On 06/20/2011 10:01 AM, Rob Crittenden wrote:
Am I misreading the documentation on how one can create a DN?

  >>>  print container
cn=users,cn=accounts
  >>>  print basedn
dc=example,dc=com
  >>>  str(DN(container, basedn))
'cn=users,cn=accounts=dc\\=example\\,dc\\=com'
  >>>  uid='rcrit'
  >>>  rdnattr='uid'
  >>>  str(DN('%s=%s' % (rdnattr, uid), container, basedn))
'uid=rcrit=cn\\=users\\,cn\\=accounts,dc=example,dc=com'

Either you misread the documentation, or I wrote it poorly. In either case it's obvious it needs to be reworked to be clearer. Let me take another crack at explaining :-)

[Caveat: I've made some simplifying assumptions below, e.g. RDN's can be multi-valued, the classes handle everything correctly but only if you use them properly, if you're working with multi-valued RDN's you'll have to dig just a tad deeper to use the classes correctly.]

When you supply a sequence of strings those strings are assumed to be the type (e.g. name) and value of a RDN. But of course since they must be pairs the parser looks for adjacent pairs of strings in the sequence. So taking your example cn=users forms the first RDN, thus:

  'cn', 'users'

is the <type,value> pair of an RDN.

*Exercise task 1*:
Return each line of the records that contains the word "dark".

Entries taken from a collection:

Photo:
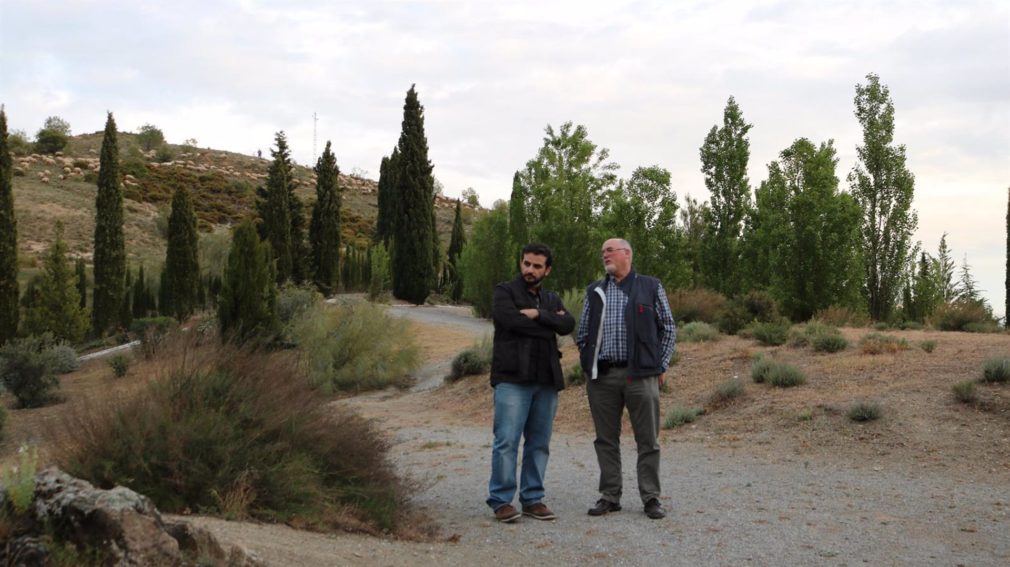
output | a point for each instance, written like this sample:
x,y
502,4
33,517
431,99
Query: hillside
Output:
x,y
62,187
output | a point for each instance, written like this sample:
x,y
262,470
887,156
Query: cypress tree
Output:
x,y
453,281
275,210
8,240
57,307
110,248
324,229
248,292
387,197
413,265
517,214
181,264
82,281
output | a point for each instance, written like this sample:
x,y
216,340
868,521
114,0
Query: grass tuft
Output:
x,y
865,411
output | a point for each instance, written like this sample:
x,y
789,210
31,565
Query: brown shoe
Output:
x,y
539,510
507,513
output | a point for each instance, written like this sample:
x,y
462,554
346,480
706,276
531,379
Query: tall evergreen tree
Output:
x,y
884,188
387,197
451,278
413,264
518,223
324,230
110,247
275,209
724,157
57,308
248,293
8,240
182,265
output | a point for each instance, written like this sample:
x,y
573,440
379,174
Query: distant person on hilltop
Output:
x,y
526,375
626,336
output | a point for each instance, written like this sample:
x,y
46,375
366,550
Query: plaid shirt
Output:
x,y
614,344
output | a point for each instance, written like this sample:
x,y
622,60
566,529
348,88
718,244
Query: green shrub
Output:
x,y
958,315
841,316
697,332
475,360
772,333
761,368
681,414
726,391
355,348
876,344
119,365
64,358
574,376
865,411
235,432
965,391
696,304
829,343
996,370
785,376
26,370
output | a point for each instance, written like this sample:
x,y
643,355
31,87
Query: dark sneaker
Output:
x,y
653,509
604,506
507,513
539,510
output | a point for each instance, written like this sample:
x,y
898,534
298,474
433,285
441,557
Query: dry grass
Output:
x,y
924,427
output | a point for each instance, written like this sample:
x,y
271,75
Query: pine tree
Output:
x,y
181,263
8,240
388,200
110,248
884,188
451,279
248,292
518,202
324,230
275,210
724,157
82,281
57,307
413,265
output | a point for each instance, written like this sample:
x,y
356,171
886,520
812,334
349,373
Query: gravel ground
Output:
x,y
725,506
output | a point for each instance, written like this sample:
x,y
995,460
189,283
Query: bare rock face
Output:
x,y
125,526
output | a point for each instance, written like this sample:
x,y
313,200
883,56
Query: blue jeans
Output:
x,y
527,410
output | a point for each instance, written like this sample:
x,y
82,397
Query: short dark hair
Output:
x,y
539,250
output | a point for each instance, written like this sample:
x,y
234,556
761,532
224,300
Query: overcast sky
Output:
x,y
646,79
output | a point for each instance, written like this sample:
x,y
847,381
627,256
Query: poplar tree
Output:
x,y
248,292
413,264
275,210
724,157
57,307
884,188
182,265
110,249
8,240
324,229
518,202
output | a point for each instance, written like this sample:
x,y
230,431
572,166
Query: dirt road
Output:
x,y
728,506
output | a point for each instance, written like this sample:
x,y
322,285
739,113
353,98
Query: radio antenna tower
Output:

*Exercise task 2*:
In the reply about creating a DN, what does the parser look for when given a sequence of strings?

*Complete answer 1*:
Query: dark sneaker
Query: short dark hair

*Complete answer 2*:
Adjacent pairs of strings in the sequence.